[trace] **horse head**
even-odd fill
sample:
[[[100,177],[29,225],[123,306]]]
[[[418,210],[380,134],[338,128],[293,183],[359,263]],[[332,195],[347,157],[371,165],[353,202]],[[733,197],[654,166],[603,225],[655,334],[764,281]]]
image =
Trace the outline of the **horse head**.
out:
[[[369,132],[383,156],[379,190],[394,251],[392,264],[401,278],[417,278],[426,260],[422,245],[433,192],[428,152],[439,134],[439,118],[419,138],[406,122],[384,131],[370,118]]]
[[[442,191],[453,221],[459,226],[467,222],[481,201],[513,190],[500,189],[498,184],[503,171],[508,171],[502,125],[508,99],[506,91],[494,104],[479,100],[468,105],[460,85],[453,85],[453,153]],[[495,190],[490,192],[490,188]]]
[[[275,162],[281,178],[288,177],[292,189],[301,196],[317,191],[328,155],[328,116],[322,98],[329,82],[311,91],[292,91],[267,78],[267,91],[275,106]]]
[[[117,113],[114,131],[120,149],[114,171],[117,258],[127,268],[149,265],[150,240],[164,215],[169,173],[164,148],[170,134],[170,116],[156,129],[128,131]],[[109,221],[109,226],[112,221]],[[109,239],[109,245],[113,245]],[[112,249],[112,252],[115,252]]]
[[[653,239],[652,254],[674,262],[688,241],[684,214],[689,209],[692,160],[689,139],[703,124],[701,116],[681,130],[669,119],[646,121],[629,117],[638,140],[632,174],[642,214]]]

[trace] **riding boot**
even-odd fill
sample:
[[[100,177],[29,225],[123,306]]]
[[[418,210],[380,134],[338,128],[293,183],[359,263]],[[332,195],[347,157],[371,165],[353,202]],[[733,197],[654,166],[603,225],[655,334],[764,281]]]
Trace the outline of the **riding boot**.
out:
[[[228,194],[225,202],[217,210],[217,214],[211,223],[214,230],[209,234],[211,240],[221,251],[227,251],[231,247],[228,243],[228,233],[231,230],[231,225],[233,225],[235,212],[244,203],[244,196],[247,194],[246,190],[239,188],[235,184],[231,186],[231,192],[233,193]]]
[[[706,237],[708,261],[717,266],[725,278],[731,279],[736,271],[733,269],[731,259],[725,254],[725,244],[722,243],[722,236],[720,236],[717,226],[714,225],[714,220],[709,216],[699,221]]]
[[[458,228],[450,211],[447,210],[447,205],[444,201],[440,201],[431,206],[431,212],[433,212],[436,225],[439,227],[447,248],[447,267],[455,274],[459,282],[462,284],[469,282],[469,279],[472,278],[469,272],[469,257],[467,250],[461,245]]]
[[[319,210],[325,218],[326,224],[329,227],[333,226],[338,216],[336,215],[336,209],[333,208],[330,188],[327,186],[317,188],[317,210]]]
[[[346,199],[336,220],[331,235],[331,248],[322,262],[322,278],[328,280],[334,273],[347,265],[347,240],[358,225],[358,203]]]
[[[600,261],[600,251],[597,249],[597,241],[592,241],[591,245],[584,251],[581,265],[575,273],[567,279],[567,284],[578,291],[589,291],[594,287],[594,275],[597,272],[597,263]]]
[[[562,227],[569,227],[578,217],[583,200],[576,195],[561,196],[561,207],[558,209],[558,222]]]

* * * * * * *

Task description:
The required output is the full set of entries, reproduced verbatim.

Exercise answer:
[trace] **horse head**
even-odd fill
sample:
[[[100,177],[29,225],[123,306]]]
[[[418,210],[380,134],[338,128],[293,183],[359,263]],[[332,195],[347,157],[371,165],[353,202]],[[733,197],[654,166],[603,225],[655,334],[764,281]]]
image =
Trace the outline of the **horse head**.
out:
[[[369,132],[383,156],[379,190],[394,251],[392,264],[401,278],[417,278],[426,260],[422,245],[433,192],[428,152],[439,134],[439,118],[419,138],[406,122],[384,131],[370,118]]]
[[[442,191],[453,221],[459,226],[467,222],[481,201],[513,190],[500,189],[498,184],[503,171],[508,171],[502,125],[508,99],[506,91],[494,104],[479,100],[468,105],[460,85],[453,85],[453,153]],[[495,190],[490,192],[490,188]]]
[[[275,162],[281,178],[288,177],[292,189],[301,196],[317,191],[328,155],[328,116],[322,98],[329,82],[311,91],[292,91],[267,78],[267,91],[275,106]]]
[[[117,113],[114,131],[120,149],[114,171],[117,258],[127,268],[149,265],[150,240],[164,215],[169,173],[164,148],[170,134],[170,116],[156,129],[128,131]],[[109,221],[109,226],[112,221]],[[109,239],[109,245],[113,245]],[[112,249],[112,252],[115,252]]]
[[[653,239],[652,254],[674,262],[688,241],[684,214],[689,209],[692,160],[689,139],[703,124],[701,116],[681,130],[669,119],[646,121],[629,117],[638,140],[632,174],[642,214]]]

[trace] **riding boot**
even-odd fill
sample:
[[[100,177],[29,225],[123,306]]]
[[[418,210],[380,134],[338,128],[293,183],[359,263]],[[332,195],[347,157],[371,165],[353,202]],[[733,197],[654,166],[603,225],[655,334],[764,281]]]
Trace the outline of the **riding boot**.
out:
[[[228,194],[225,202],[217,210],[217,214],[211,223],[214,230],[209,234],[211,240],[221,251],[227,251],[231,247],[228,243],[228,233],[231,230],[231,225],[233,225],[235,212],[244,203],[244,196],[247,194],[246,190],[239,188],[235,184],[231,186],[231,192],[233,193]]]
[[[706,237],[708,261],[717,266],[725,278],[731,279],[736,271],[733,269],[731,259],[725,254],[725,244],[722,243],[722,236],[720,236],[717,226],[714,225],[714,220],[709,216],[699,221]]]
[[[458,228],[450,211],[447,210],[447,205],[444,201],[440,201],[431,206],[431,212],[433,212],[436,225],[439,227],[447,248],[447,267],[455,274],[459,282],[462,284],[469,282],[469,279],[472,278],[469,272],[469,257],[467,250],[461,245]]]
[[[319,210],[325,218],[326,224],[329,227],[333,226],[338,216],[336,215],[336,209],[333,208],[330,188],[327,186],[317,188],[317,210]]]
[[[346,199],[336,220],[331,235],[331,248],[322,262],[322,278],[328,280],[334,273],[347,265],[347,240],[358,225],[358,203]]]
[[[600,261],[600,251],[597,249],[597,241],[592,241],[591,245],[584,251],[581,265],[575,273],[567,279],[567,284],[578,291],[589,291],[594,287],[594,275],[597,272],[597,263]]]
[[[562,227],[569,227],[578,217],[583,200],[576,195],[561,196],[561,207],[558,209],[558,222]]]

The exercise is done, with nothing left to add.